## [Records to process]
┌──

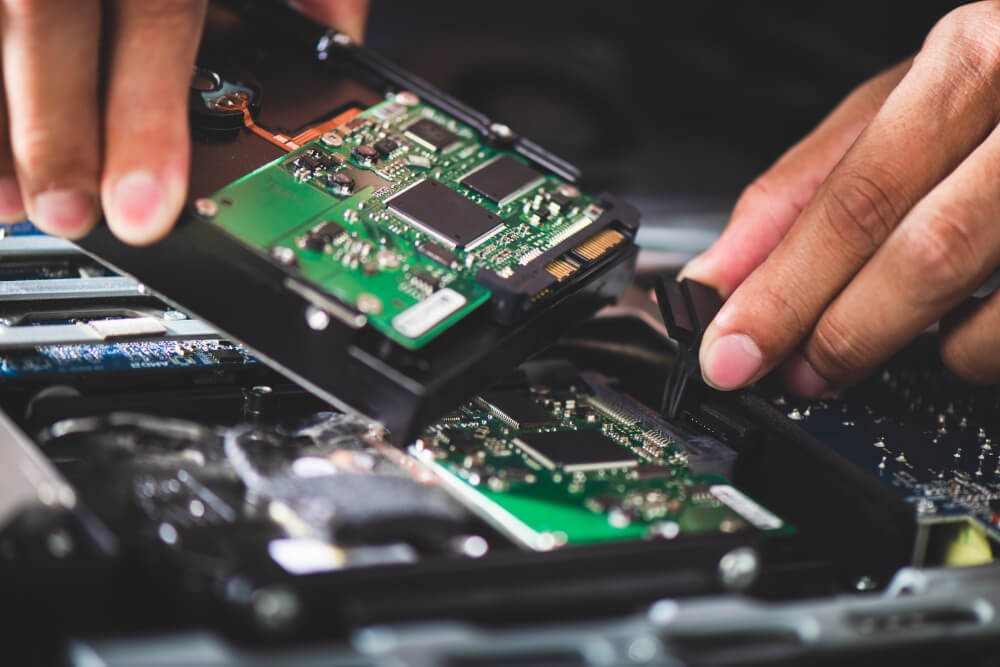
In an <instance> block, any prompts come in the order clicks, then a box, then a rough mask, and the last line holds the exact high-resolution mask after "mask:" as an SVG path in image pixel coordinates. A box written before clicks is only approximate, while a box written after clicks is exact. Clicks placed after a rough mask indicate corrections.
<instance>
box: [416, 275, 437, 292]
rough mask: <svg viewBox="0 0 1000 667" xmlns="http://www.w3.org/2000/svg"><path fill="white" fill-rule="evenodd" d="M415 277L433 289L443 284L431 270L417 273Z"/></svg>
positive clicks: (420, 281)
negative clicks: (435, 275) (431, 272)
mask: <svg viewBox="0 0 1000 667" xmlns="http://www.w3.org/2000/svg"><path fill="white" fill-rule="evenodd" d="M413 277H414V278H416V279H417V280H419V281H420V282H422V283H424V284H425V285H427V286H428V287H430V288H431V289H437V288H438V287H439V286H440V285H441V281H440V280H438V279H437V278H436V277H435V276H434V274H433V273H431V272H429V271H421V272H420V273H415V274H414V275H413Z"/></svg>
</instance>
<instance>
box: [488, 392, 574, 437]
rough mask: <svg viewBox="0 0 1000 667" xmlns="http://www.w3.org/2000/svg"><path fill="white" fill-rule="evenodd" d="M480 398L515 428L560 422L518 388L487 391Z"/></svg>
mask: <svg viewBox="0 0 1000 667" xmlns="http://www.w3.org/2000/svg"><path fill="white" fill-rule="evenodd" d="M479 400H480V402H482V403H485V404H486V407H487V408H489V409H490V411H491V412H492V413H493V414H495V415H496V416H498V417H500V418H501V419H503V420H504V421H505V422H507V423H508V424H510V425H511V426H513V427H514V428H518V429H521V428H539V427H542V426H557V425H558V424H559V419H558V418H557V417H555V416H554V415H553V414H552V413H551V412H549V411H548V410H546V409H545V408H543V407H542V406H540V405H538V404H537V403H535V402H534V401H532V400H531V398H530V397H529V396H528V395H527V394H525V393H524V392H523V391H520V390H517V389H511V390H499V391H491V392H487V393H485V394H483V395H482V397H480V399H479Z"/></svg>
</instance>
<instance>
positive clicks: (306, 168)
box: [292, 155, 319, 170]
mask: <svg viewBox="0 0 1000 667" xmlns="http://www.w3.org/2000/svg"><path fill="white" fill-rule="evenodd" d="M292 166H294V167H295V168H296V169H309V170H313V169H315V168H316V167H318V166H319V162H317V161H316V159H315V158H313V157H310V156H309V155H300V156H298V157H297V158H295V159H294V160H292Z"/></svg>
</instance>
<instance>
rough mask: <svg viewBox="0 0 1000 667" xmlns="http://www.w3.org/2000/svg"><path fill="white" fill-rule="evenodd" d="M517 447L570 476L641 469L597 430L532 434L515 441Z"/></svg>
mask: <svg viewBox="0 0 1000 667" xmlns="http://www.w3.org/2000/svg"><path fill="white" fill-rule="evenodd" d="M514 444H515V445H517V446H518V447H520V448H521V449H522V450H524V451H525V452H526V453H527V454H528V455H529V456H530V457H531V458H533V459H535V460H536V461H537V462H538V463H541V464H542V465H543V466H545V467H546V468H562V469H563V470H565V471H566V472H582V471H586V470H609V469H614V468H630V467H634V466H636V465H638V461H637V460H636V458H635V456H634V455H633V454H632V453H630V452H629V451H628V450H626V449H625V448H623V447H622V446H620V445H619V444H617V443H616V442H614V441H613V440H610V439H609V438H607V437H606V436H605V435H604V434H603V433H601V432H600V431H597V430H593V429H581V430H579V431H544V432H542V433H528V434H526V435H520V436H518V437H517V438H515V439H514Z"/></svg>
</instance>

└──

Identify each line in the records above that contains the string "positive" and copy those lines out in full.

positive clicks: (420, 281)
positive clicks: (306, 168)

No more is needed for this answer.